**課題:** 以下の行を、「テキスト」と「回答」を列名とする2列のCSVに整理してください。各行を1件のレコードとし、本文と回答はそれぞれ二重引用符で囲んだ1つのフィールドに収め、改行は空白に置き換えてください。

**入力データ:**

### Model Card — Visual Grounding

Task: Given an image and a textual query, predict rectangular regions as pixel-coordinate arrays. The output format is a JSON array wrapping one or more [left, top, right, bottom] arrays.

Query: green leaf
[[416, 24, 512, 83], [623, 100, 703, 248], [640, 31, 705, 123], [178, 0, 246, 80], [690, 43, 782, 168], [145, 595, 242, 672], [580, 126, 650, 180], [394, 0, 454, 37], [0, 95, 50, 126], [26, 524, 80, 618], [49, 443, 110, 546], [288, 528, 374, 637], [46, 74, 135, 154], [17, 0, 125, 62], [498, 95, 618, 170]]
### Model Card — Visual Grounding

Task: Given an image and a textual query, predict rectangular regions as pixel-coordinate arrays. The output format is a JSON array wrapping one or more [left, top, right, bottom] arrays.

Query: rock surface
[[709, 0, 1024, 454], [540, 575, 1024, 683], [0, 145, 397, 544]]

**解答:**
テキスト,回答
"### Model Card — Visual Grounding Task: Given an image and a textual query, predict rectangular regions as pixel-coordinate arrays. The output format is a JSON array wrapping one or more [left, top, right, bottom] arrays. Query: green leaf","[[416, 24, 512, 83], [623, 100, 703, 248], [640, 31, 705, 123], [178, 0, 246, 80], [690, 43, 782, 168], [145, 595, 242, 672], [580, 126, 650, 180], [394, 0, 454, 37], [0, 95, 50, 126], [26, 524, 80, 618], [49, 443, 110, 546], [288, 528, 374, 637], [46, 74, 135, 154], [17, 0, 125, 62], [498, 95, 618, 170]]"
"### Model Card — Visual Grounding Task: Given an image and a textual query, predict rectangular regions as pixel-coordinate arrays. The output format is a JSON array wrapping one or more [left, top, right, bottom] arrays. Query: rock surface","[[709, 0, 1024, 454], [540, 575, 1024, 683], [0, 145, 397, 544]]"